OBJECTIFS =>
1. Dans la présentation du roman « Du côté des Indiens », quel âge a Ziad ?
2. Filtrez les entrées pour ne conserver que les lignes qui contiennent la chaîne « arena ».

TEXTE EXTRAIT =>
◇ ◇ ◇

« Du côté des Indiens » : Isabelle Carré

Après moultes hésitations, je me suis décidée à lire le roman dont je vous parle aujourd’hui, car je ne voulais pas avoir de regrets :  

Résumé de l’éditeur :

« Il s’est trompé, il a appuyé sur la mauvaise touche, pensa aussitôt Ziad. Il ne va pas tarder à redescendre… Il se retint de crier : “Papa, tu fais quoi ? Papa ! Je suis là, je t’attends…” Pourquoi son père tardait-il à réapparaître ? Les courroies élastiques de l’ascenseur s’étirèrent encore un peu, imitant de gigantesques chewing-gums. Puis une porte s’ouvrit là-haut, avec des rires étranges, chargés d’excitation, qu’on étouffait. Il va comprendre son erreur, se répéta Ziad, osant seulement grimper quelques marches, sans parvenir à capter d’autre son que celui des gosses qui jouaient encore dans la cour malgré l’heure tardive, et la voix exaspérée de la gardienne qui criait sur son chat.


Son père s’était volatilisé dans les derniers étages de l’immeuble, et ne semblait pas pressé d’en revenir.  »
 
Ziad, 10 ans, ses parents, Anne et Bertrand, la voisine, Muriel, grandissent, chutent, traversent des tempêtes, s’éloignent pour mieux se retrouver. Comme les Indiens, ils se sont laissé surprendre ; comme eux, ils n’ont pas les bonnes armes. Leur imagination saura-t-elle changer le cours des choses ? La ronde vertigineuse d’êtres qui cherchent désespérément la lumière, saisie par l’œil sensible et poétique d’Isabelle Carré.

◇ ◇ ◇

EXTRAIT DES DONNÉES =>
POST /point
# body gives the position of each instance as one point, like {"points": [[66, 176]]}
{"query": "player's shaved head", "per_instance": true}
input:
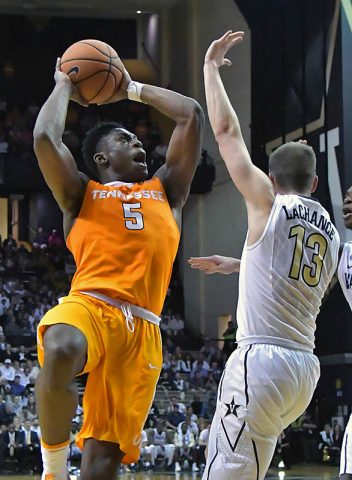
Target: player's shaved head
{"points": [[91, 141], [293, 167]]}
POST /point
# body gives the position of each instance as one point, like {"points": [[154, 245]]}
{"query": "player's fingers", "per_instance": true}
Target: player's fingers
{"points": [[225, 36]]}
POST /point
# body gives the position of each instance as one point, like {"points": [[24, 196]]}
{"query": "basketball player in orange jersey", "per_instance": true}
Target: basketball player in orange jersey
{"points": [[123, 232]]}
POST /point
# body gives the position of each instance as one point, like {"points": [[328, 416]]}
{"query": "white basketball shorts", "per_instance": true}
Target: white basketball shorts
{"points": [[346, 450], [263, 389]]}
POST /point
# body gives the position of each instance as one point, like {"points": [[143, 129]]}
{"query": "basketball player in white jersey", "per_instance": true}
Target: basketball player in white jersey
{"points": [[344, 273], [289, 257]]}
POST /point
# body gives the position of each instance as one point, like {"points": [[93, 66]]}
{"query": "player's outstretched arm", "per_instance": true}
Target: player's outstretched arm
{"points": [[183, 153], [184, 149], [55, 160], [215, 264], [253, 184]]}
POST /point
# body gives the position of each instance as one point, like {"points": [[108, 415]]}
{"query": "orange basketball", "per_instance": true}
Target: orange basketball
{"points": [[94, 67]]}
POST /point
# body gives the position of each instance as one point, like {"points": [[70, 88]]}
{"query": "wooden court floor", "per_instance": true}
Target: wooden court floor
{"points": [[306, 472]]}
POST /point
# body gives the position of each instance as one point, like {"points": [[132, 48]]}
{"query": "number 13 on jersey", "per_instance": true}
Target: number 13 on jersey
{"points": [[311, 273]]}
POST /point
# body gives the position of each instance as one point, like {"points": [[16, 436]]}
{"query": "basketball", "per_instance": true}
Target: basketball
{"points": [[94, 67]]}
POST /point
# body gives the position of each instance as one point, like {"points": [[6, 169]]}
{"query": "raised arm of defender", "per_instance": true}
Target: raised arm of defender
{"points": [[215, 264], [253, 184], [183, 153], [55, 160]]}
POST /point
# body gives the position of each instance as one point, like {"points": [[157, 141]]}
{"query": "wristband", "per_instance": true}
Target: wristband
{"points": [[134, 90]]}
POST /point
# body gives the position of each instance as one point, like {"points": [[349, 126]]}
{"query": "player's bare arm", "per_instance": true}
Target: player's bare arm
{"points": [[215, 264], [185, 144], [253, 184], [55, 160]]}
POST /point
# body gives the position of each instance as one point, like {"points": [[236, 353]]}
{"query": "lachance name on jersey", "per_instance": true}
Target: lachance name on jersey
{"points": [[311, 216]]}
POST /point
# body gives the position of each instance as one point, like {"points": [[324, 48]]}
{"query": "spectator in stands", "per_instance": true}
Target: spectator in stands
{"points": [[191, 426], [284, 450], [160, 445], [337, 436], [16, 387], [14, 444], [36, 428], [185, 448], [176, 324], [209, 406], [41, 239], [174, 418], [146, 451], [13, 332], [153, 416], [309, 439], [197, 405], [54, 241], [4, 304], [9, 243], [217, 372], [175, 401], [179, 382], [202, 443], [21, 355], [210, 383], [201, 361], [7, 371], [166, 382], [32, 457], [2, 345], [27, 415], [185, 366], [26, 378], [6, 413]]}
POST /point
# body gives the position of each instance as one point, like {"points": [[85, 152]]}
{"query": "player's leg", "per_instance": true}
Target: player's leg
{"points": [[346, 453], [68, 343], [65, 350], [243, 432], [100, 460]]}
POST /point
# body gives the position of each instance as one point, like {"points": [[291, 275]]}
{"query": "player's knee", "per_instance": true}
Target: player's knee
{"points": [[65, 349]]}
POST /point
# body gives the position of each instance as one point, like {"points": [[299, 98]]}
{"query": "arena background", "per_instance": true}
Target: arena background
{"points": [[290, 79]]}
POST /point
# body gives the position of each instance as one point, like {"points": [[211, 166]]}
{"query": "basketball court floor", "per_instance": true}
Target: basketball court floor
{"points": [[306, 472]]}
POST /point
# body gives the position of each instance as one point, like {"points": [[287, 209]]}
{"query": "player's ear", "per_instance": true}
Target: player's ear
{"points": [[314, 183], [100, 158]]}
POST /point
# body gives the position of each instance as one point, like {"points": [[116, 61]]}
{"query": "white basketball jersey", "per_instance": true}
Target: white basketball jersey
{"points": [[285, 273], [345, 272]]}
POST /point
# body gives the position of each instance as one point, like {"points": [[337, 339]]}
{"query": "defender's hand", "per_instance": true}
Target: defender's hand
{"points": [[218, 49], [215, 264], [121, 92], [61, 77]]}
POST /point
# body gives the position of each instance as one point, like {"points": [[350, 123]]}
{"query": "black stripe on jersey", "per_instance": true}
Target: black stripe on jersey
{"points": [[220, 385], [211, 463], [233, 447], [256, 457], [245, 375]]}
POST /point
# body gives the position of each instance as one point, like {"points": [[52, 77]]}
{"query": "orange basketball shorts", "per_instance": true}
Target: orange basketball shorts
{"points": [[123, 369]]}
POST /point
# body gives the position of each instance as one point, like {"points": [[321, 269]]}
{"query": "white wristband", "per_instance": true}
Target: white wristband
{"points": [[134, 90]]}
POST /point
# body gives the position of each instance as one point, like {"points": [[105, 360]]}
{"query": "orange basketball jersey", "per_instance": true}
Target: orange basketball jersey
{"points": [[124, 242]]}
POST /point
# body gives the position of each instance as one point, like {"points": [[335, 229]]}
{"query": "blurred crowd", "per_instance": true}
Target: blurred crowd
{"points": [[18, 116]]}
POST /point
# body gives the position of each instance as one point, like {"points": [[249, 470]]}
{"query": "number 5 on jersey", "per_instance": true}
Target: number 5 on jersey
{"points": [[133, 218]]}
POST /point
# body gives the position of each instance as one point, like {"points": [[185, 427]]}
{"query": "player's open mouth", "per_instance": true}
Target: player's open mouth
{"points": [[140, 157]]}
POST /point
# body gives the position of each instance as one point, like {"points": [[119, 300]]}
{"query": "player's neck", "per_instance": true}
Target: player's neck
{"points": [[294, 192]]}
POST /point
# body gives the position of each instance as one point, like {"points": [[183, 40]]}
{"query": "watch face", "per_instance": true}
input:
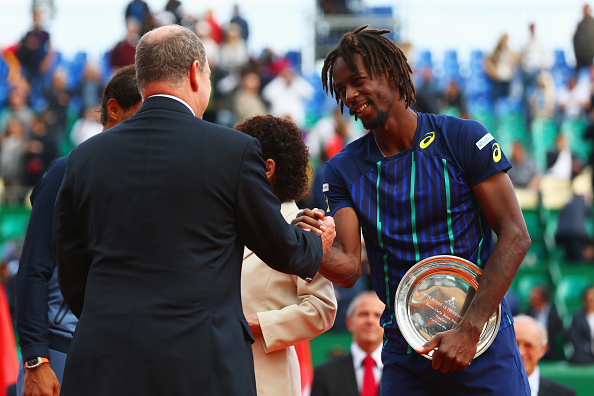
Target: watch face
{"points": [[34, 362]]}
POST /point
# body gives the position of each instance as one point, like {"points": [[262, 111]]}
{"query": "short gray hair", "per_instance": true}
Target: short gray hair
{"points": [[167, 56], [355, 301], [544, 335]]}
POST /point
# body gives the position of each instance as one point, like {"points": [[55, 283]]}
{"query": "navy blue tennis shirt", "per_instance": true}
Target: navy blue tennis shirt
{"points": [[418, 203]]}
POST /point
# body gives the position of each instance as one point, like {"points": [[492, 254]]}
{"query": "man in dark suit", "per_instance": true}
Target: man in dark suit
{"points": [[149, 230], [532, 340], [348, 375]]}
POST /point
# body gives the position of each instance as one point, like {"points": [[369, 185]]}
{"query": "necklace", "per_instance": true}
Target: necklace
{"points": [[378, 147]]}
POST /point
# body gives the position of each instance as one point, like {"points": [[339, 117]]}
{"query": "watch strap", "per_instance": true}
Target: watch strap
{"points": [[35, 362]]}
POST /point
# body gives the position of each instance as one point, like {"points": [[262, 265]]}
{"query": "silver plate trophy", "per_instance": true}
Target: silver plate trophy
{"points": [[434, 295]]}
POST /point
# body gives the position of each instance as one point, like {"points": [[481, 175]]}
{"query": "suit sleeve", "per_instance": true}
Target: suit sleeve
{"points": [[296, 323], [37, 265], [283, 247], [70, 245]]}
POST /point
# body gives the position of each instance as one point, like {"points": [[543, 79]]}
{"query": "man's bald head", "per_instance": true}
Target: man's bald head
{"points": [[166, 54]]}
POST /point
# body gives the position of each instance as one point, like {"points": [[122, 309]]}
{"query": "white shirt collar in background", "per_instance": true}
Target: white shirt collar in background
{"points": [[358, 356], [176, 98]]}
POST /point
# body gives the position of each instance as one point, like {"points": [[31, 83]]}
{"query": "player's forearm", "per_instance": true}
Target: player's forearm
{"points": [[497, 277], [340, 268]]}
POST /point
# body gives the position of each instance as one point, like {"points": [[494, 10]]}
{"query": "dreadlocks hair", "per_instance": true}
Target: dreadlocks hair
{"points": [[381, 56]]}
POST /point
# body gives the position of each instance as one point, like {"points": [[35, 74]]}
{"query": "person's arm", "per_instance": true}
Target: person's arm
{"points": [[341, 264], [263, 229], [70, 246], [35, 270], [41, 380], [295, 323], [456, 348]]}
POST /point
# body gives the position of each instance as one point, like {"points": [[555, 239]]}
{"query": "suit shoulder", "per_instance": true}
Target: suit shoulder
{"points": [[550, 387]]}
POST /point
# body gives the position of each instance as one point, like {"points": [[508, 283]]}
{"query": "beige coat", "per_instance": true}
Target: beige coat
{"points": [[290, 311]]}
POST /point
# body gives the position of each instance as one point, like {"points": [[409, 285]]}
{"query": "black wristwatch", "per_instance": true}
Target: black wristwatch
{"points": [[35, 362]]}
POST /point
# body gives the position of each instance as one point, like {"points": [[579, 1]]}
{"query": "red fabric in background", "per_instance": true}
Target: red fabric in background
{"points": [[305, 366], [8, 355]]}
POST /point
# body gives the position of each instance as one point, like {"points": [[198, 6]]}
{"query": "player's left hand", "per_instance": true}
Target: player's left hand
{"points": [[453, 350]]}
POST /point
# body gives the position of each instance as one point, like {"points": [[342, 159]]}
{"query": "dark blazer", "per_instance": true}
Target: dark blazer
{"points": [[548, 387], [149, 229], [580, 336], [336, 377]]}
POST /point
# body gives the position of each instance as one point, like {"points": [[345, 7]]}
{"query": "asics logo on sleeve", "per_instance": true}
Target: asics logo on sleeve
{"points": [[484, 141], [429, 137], [496, 152]]}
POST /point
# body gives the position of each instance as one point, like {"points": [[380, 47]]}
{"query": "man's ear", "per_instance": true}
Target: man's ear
{"points": [[114, 110], [270, 168], [194, 72]]}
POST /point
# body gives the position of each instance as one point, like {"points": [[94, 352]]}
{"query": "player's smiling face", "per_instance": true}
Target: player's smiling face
{"points": [[368, 97]]}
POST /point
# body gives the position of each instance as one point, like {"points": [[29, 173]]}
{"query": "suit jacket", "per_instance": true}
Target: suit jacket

◇ ◇ ◇

RÉPONSES =>
1. Ziad a 10 ans.

2.
{"query": "arena background", "per_instance": true}
Target: arena background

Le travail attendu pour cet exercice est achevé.